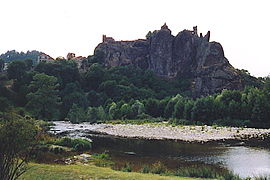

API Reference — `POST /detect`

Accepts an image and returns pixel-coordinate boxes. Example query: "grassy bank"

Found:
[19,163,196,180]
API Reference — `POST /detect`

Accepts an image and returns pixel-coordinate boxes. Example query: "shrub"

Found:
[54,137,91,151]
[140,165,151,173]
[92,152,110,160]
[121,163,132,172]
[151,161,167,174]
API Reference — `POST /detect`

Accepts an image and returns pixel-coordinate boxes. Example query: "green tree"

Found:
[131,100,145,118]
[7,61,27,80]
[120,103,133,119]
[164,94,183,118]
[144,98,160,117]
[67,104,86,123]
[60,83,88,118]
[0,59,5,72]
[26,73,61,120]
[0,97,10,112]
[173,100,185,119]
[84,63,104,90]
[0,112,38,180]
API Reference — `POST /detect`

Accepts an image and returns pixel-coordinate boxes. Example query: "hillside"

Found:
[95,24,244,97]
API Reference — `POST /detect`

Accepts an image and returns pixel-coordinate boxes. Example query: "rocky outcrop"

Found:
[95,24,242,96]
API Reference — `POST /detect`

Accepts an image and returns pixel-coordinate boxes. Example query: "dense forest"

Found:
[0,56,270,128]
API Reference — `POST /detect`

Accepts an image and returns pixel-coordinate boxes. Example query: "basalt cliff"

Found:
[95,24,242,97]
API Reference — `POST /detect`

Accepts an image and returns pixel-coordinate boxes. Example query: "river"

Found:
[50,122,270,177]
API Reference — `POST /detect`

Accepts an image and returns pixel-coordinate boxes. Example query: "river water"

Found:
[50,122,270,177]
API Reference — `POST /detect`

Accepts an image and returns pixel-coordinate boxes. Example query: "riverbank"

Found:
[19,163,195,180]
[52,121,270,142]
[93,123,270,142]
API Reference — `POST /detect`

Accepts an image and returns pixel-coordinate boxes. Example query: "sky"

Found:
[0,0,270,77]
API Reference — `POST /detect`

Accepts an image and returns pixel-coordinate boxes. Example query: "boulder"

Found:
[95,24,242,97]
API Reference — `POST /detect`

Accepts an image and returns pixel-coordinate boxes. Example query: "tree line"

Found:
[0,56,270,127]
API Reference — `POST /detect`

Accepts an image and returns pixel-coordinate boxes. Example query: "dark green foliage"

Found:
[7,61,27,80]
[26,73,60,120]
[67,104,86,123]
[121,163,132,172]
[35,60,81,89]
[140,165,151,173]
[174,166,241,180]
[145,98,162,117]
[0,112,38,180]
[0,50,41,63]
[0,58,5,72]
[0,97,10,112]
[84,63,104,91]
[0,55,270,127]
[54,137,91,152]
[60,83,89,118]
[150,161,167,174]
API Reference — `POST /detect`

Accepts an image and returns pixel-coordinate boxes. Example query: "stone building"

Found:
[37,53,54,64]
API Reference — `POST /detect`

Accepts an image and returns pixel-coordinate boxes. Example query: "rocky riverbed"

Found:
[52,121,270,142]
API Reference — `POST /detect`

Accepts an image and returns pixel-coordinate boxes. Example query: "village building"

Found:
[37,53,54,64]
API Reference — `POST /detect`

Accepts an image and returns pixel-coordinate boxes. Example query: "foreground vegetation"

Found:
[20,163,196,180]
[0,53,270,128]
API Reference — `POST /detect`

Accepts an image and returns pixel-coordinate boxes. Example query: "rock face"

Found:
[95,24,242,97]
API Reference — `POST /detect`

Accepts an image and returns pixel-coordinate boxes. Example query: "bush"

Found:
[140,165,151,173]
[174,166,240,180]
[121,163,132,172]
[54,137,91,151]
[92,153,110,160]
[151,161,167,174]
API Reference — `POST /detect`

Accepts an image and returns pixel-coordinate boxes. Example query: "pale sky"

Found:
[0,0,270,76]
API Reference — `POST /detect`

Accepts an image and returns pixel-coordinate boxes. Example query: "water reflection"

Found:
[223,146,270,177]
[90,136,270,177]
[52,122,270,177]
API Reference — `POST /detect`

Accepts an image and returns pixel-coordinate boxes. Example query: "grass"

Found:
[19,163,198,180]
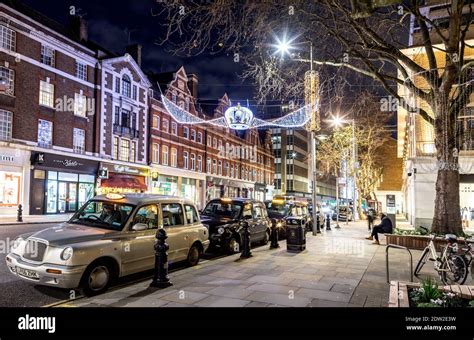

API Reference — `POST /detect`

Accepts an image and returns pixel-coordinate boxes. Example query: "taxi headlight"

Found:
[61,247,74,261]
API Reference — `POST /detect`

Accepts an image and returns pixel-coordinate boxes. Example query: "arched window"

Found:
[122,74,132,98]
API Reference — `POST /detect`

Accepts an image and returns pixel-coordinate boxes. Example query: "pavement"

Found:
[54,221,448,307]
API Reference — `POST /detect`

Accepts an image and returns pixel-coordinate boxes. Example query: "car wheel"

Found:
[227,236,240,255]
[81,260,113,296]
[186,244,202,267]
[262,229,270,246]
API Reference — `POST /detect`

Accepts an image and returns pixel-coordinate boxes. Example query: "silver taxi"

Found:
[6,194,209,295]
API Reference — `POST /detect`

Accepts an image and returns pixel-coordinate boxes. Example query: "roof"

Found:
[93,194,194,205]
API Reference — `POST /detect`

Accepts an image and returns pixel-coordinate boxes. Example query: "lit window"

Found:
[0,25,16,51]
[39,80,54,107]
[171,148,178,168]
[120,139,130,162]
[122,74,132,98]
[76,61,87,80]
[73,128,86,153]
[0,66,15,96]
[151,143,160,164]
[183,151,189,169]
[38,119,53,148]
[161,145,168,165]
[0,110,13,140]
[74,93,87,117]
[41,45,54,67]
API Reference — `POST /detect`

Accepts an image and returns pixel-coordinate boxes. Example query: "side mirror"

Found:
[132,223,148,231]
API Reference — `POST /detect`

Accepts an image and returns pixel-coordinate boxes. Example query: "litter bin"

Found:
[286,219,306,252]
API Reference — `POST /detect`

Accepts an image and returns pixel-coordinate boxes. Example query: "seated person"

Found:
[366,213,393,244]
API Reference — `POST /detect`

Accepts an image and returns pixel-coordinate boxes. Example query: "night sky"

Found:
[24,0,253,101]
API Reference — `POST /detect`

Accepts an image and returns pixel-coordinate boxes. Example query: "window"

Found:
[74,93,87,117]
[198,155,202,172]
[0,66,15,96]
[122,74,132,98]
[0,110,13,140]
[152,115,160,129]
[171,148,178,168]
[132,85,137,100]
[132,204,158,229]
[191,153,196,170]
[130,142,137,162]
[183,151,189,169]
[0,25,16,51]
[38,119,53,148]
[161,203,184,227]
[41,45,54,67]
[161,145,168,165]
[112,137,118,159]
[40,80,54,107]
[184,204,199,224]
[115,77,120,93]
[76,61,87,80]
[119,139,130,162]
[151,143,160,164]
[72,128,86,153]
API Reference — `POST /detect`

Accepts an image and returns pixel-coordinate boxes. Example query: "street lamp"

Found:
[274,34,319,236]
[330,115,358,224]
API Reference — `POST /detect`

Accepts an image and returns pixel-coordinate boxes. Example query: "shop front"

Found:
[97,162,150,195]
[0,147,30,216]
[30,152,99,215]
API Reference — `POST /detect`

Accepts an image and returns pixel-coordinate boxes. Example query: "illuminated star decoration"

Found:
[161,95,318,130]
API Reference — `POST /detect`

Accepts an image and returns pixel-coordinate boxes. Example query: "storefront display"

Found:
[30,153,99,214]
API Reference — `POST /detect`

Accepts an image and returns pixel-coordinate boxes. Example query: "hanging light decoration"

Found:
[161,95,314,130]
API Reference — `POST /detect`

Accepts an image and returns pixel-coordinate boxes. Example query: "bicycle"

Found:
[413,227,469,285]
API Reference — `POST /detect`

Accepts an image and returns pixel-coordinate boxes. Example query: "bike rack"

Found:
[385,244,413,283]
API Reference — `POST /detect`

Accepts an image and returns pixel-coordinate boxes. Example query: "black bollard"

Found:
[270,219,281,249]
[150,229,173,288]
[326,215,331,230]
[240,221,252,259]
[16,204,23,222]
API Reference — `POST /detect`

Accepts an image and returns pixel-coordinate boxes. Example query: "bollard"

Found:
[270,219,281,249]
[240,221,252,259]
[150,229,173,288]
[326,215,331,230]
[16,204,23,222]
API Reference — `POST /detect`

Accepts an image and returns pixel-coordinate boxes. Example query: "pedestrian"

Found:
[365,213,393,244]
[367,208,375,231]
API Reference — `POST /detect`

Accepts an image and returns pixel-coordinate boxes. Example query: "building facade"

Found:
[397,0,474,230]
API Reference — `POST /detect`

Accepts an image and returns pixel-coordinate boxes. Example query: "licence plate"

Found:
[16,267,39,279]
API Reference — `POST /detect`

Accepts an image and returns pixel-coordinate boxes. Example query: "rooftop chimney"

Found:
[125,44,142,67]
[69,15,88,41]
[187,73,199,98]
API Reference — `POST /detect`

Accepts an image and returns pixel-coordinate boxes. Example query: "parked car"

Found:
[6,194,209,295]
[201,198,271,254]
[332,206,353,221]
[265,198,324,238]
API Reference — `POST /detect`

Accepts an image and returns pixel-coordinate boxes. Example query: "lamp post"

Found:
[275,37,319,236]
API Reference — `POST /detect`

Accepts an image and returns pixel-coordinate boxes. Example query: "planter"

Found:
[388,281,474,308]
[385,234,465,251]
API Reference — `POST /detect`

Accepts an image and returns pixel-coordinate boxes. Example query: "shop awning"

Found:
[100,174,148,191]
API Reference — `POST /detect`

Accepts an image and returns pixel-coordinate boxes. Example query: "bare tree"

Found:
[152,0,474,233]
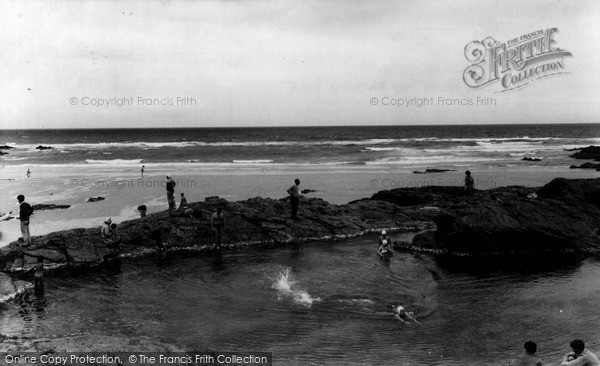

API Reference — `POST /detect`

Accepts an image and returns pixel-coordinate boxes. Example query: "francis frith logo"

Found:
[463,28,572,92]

════════

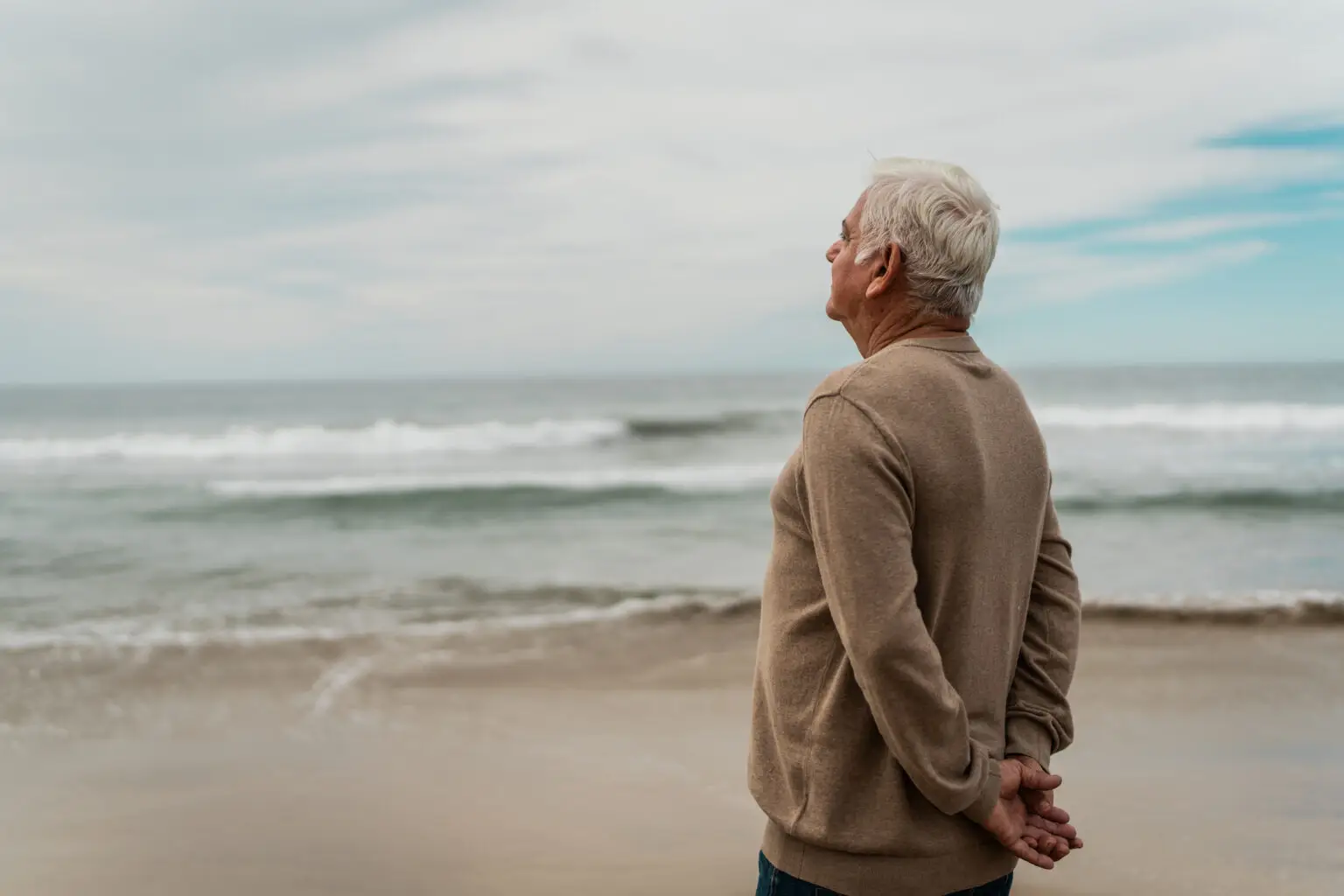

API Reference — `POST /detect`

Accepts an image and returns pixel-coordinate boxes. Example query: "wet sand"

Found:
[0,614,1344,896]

════════

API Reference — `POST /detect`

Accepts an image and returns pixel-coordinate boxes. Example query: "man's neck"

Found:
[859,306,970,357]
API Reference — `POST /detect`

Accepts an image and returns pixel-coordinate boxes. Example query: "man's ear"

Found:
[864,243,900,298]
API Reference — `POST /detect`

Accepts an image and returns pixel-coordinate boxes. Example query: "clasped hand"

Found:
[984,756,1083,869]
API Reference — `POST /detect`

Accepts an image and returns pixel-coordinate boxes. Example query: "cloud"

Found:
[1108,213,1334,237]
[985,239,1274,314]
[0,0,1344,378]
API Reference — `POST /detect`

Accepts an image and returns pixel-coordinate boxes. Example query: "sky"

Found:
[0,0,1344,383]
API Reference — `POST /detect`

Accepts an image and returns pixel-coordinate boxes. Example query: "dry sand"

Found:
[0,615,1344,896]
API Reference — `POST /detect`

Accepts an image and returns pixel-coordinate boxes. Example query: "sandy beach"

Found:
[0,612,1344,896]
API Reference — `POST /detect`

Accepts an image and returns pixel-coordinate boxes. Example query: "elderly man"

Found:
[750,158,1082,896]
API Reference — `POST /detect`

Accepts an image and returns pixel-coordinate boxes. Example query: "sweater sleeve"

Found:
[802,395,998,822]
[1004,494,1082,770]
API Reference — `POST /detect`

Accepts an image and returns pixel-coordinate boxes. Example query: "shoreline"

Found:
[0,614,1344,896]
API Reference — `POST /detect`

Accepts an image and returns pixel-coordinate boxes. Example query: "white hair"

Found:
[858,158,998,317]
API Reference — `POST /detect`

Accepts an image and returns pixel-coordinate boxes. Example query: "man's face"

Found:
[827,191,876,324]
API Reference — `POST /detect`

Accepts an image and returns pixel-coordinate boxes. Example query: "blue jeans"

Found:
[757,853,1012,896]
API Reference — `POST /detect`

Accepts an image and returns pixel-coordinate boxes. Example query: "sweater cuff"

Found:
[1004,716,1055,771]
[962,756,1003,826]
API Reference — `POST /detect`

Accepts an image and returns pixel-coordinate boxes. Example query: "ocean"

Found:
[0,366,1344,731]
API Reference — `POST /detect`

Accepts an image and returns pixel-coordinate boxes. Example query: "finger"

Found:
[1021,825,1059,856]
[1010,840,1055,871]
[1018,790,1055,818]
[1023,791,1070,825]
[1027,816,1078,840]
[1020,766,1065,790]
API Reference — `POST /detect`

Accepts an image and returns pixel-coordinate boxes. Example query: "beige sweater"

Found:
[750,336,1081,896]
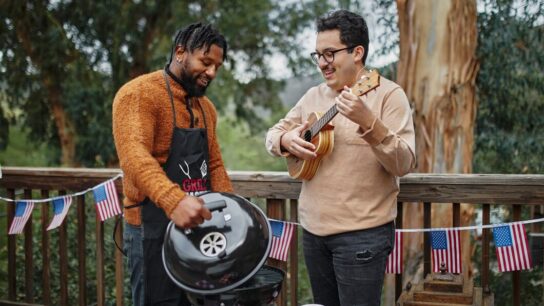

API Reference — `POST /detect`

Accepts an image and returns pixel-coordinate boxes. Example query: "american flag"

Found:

════════

수행할 작업 >> 위 목록에서 "rocky"라는 문자열이 들어 있는 줄이 모두 몇 개인지 세고 그 숫자만 적으십시오.

작업 결과 >> 2